[STATED EXERCISE] Rewrite the part of the records that opens with the line containing "Indicate the jacket" and runs through the end of the records, keeping the requests as they are. Multiply every coordinate in the answers by 2.6 and round to whole numbers, with halves rounding up.

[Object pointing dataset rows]
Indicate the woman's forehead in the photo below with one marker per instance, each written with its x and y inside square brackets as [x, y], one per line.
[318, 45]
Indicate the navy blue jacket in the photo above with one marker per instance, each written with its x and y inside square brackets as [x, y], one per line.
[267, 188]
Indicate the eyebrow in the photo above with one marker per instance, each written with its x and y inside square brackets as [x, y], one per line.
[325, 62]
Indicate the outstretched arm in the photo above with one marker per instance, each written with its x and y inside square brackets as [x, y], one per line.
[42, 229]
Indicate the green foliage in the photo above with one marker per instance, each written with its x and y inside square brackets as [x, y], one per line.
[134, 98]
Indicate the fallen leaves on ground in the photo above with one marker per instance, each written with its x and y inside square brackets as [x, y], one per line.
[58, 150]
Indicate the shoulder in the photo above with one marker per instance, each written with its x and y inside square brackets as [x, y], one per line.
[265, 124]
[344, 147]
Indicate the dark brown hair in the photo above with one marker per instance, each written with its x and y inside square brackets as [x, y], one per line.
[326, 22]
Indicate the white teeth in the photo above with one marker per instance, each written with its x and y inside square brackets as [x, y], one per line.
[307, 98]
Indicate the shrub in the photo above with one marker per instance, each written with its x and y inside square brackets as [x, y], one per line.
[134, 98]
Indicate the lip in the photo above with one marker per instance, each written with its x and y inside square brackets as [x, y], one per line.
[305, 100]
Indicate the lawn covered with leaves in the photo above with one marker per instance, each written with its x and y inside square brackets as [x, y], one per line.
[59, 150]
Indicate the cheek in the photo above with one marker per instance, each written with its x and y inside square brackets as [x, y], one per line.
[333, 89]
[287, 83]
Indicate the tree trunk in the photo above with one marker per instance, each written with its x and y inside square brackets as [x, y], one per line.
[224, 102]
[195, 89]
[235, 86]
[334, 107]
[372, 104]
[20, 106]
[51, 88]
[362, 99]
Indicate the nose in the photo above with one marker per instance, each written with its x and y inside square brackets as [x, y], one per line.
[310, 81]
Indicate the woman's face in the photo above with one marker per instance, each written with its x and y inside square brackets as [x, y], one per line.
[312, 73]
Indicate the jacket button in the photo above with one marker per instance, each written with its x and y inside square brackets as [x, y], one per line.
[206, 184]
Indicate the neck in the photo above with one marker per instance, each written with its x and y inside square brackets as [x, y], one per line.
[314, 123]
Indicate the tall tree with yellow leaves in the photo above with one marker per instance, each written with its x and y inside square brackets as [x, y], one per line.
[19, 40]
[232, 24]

[EXPECTED ANSWER]
Indicate the jacket button in the photo above with one marker per instance, each written with its x and y inside square brackets as [x, y], one per line.
[536, 478]
Indicate the neck in the photo above with one marker per instance, each written with its x and y inside square brackets as [x, y], one per line.
[816, 320]
Indicate the tall tree with yellow leaves in the photo above with one marker per instance, each written with its x and y inside square brackets as [x, y], one per line.
[49, 104]
[603, 62]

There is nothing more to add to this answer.